## YOUR ASSIGNMENT
Lines that contain the string "masks" are the ones to list; copy all of them from the records.

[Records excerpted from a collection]
####

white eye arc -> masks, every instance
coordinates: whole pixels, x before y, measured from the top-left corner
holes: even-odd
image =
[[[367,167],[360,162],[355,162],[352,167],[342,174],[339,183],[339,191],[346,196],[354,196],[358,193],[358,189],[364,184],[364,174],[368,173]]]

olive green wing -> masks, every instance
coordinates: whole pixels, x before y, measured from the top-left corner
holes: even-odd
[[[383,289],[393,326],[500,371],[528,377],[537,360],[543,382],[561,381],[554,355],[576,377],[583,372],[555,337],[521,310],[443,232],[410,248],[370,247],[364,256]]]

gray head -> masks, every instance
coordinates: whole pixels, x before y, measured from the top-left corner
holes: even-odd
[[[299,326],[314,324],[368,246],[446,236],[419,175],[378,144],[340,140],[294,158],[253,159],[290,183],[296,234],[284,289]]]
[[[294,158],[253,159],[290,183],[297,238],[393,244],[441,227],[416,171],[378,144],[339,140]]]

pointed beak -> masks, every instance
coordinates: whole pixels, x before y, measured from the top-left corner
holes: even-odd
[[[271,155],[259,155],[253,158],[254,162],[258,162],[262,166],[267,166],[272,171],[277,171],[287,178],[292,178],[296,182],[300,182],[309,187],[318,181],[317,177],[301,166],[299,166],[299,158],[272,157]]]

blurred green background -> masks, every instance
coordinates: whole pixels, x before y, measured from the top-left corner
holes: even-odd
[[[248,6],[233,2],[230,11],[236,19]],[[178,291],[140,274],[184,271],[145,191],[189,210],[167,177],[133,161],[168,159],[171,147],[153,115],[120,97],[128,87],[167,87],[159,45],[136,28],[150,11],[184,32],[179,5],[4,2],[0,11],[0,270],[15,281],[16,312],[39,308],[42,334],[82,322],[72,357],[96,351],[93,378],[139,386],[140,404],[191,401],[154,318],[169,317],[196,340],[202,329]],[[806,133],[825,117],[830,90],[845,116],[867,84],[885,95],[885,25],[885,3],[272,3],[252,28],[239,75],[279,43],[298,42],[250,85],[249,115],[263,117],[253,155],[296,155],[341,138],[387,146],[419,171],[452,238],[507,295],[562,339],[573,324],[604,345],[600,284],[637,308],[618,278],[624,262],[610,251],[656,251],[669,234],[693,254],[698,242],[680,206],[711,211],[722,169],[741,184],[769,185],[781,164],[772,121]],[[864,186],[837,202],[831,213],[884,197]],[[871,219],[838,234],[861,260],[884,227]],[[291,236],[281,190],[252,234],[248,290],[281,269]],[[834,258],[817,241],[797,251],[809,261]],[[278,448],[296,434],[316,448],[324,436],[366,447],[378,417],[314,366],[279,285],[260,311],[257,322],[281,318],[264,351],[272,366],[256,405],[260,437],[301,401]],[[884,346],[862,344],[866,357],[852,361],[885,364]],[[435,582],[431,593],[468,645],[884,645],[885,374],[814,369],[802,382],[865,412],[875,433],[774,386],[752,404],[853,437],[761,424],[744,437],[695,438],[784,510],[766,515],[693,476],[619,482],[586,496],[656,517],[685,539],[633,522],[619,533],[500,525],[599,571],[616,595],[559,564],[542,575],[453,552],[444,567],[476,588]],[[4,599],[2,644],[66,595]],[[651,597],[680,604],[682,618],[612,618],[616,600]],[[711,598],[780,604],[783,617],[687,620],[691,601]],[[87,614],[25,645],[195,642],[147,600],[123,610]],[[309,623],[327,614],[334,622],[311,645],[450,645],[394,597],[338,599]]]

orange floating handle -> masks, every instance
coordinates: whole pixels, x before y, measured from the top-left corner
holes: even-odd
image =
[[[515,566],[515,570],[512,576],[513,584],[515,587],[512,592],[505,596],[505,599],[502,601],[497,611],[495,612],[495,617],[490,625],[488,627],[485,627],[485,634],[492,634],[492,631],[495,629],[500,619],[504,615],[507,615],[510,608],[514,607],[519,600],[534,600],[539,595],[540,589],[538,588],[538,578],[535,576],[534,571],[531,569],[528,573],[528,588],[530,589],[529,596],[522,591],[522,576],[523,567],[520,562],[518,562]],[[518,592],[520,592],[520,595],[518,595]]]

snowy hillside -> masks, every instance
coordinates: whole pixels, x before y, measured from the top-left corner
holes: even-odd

####

## ANSWER BELOW
white eye arc -> masks, every instance
olive green wing -> masks, every instance
gray head -> masks, every instance
pointed beak -> masks, every instance
blurred green background -> masks, every instance
orange floating handle -> masks, every instance
snowy hillside -> masks, every instance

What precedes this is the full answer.